(Trechos de dados de regiões rotuladas)
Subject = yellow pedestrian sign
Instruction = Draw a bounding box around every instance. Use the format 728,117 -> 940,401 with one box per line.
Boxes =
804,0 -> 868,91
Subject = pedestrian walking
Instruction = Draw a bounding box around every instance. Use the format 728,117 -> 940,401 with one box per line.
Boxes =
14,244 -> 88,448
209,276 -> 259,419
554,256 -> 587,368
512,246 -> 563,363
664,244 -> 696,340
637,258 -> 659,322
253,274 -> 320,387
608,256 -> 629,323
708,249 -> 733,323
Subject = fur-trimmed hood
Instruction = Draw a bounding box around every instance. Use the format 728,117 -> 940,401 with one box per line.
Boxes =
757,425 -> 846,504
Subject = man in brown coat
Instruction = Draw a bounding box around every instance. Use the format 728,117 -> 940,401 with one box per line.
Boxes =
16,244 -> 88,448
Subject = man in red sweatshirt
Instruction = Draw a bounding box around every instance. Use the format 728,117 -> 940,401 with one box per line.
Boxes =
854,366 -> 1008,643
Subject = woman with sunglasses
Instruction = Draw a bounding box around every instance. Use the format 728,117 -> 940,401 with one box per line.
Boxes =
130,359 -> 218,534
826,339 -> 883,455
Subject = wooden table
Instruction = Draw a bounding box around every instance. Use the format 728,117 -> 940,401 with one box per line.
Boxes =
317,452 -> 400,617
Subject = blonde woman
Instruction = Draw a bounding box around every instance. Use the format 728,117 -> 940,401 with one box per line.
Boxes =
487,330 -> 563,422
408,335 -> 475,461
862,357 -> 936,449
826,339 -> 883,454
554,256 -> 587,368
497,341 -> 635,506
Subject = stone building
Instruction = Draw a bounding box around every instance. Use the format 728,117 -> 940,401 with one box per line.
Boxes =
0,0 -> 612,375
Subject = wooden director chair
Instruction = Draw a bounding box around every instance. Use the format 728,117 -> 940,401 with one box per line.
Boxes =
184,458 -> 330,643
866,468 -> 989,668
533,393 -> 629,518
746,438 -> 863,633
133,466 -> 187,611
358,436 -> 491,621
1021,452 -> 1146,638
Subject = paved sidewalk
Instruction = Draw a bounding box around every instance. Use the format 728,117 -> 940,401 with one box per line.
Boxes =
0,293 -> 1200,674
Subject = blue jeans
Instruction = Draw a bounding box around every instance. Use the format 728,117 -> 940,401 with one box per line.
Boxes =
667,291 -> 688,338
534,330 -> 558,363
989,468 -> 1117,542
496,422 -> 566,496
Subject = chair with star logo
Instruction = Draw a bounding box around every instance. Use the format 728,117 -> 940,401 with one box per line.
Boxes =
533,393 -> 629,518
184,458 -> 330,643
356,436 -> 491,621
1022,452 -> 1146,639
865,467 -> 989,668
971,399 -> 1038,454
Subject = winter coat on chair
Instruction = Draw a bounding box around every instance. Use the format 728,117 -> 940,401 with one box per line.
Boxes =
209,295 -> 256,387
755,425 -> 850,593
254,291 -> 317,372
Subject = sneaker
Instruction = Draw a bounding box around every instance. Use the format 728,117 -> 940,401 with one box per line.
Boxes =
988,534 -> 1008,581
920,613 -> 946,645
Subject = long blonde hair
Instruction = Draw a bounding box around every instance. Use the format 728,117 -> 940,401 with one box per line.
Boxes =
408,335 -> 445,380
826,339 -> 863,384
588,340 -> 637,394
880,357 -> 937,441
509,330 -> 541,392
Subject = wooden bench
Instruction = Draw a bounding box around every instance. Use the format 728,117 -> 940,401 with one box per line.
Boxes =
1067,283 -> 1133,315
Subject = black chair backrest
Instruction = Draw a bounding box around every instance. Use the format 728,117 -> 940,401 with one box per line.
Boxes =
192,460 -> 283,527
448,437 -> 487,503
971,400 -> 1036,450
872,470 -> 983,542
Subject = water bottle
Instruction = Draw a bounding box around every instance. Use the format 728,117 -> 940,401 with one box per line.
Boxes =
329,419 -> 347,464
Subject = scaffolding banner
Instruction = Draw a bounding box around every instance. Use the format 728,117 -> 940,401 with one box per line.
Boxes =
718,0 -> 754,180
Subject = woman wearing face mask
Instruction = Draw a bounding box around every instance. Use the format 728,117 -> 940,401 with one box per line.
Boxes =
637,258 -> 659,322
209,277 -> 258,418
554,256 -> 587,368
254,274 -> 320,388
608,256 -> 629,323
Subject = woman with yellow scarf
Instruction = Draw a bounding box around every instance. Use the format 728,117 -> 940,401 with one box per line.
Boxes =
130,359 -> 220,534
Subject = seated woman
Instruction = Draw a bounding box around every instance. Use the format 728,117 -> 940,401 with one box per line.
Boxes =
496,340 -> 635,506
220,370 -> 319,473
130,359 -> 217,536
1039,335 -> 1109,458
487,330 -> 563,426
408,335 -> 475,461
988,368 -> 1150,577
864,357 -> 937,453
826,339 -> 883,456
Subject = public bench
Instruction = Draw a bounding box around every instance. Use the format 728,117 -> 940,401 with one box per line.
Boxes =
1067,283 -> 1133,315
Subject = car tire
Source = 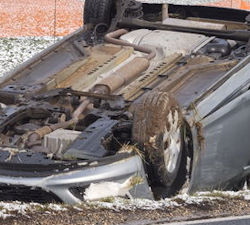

■ O PEDIDO
Reescreva o material desde a linha que contém "Subject = long blonde hair" até a linha que contém "509,330 -> 541,392", incluindo essas duas, trocando "Boxes" por "Regions" e mantendo todo o resto igual.

■ RESPOSTA
Subject = long blonde hair
Instruction = Draw a bounding box around every instance. Use the format 728,117 -> 940,401 with one box per line.
Regions =
408,335 -> 445,380
826,339 -> 863,384
588,340 -> 637,394
880,357 -> 937,441
509,330 -> 541,392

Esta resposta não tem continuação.